• _GOAL_:
Filter the entries below and copy every line that contains the string "road", matching its case exactly.

##### THE RECORDS #####

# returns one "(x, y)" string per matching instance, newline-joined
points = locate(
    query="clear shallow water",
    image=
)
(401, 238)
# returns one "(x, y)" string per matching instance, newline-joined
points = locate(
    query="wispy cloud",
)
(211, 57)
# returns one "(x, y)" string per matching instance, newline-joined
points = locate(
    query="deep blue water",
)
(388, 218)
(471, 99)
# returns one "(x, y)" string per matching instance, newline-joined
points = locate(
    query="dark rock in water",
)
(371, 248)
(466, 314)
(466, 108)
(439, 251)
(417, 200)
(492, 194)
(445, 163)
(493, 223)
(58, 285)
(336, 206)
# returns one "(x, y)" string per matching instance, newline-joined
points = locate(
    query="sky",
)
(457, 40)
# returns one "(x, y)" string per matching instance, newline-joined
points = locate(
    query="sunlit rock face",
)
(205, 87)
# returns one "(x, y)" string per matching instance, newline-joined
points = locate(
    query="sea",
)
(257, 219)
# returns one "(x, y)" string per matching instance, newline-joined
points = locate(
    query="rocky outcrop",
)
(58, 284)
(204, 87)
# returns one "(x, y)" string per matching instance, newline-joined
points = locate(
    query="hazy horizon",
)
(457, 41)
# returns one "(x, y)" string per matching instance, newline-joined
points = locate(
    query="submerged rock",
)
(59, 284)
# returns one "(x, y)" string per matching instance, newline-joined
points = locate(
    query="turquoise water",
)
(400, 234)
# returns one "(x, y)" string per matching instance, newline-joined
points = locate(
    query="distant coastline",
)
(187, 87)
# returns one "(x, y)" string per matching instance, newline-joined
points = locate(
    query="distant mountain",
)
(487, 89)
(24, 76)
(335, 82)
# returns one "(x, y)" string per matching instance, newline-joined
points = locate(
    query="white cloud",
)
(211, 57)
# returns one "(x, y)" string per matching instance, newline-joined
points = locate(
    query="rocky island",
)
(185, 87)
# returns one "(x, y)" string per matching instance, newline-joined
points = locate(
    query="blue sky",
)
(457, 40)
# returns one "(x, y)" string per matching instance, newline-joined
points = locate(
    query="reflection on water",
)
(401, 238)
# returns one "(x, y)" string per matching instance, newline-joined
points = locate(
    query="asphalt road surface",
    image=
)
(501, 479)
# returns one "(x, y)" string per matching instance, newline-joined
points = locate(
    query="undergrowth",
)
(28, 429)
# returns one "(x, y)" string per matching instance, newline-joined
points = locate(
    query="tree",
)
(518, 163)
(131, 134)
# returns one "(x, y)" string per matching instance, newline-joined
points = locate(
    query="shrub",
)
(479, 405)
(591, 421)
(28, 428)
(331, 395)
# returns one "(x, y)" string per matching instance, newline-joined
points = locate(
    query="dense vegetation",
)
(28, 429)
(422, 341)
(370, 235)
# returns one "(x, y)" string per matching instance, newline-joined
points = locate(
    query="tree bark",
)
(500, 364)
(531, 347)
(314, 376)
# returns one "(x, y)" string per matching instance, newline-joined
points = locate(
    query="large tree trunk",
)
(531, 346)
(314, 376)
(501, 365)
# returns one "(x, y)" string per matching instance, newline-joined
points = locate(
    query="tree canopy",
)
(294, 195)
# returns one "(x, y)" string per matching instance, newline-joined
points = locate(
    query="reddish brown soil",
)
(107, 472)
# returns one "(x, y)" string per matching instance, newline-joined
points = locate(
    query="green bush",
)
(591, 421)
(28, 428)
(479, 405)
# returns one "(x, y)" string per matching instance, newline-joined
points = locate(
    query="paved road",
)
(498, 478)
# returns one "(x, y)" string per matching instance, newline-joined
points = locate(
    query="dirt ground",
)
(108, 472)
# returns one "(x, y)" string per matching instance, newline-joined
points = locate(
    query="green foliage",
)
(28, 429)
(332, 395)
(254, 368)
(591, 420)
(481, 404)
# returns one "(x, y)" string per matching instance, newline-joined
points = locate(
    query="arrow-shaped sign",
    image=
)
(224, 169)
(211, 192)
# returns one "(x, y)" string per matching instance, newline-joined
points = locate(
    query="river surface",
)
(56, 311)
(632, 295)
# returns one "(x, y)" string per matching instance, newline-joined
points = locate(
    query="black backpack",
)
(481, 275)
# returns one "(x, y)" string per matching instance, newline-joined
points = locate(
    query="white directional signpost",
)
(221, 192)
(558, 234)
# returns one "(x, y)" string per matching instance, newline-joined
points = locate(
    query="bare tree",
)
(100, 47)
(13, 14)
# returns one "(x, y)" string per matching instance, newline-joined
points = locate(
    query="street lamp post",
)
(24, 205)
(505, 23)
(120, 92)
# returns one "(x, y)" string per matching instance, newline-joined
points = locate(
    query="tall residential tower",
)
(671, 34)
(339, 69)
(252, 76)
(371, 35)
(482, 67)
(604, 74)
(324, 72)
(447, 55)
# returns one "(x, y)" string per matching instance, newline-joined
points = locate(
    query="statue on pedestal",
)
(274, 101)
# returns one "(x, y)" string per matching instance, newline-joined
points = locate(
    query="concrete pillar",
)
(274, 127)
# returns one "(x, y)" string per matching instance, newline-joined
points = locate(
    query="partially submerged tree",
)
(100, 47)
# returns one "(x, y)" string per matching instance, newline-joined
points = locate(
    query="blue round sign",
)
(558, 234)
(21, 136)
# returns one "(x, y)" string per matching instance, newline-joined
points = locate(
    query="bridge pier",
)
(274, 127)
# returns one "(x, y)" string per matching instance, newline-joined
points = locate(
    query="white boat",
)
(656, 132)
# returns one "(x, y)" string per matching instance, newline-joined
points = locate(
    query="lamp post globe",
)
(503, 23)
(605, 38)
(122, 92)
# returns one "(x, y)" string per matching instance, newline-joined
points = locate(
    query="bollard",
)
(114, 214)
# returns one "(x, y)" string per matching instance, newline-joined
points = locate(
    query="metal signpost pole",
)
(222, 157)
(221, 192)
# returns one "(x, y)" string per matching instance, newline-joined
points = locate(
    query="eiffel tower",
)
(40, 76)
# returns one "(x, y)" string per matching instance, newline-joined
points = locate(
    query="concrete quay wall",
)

#####

• _OUTPUT OF THE TASK_:
    query="asphalt road surface",
    query="paved road",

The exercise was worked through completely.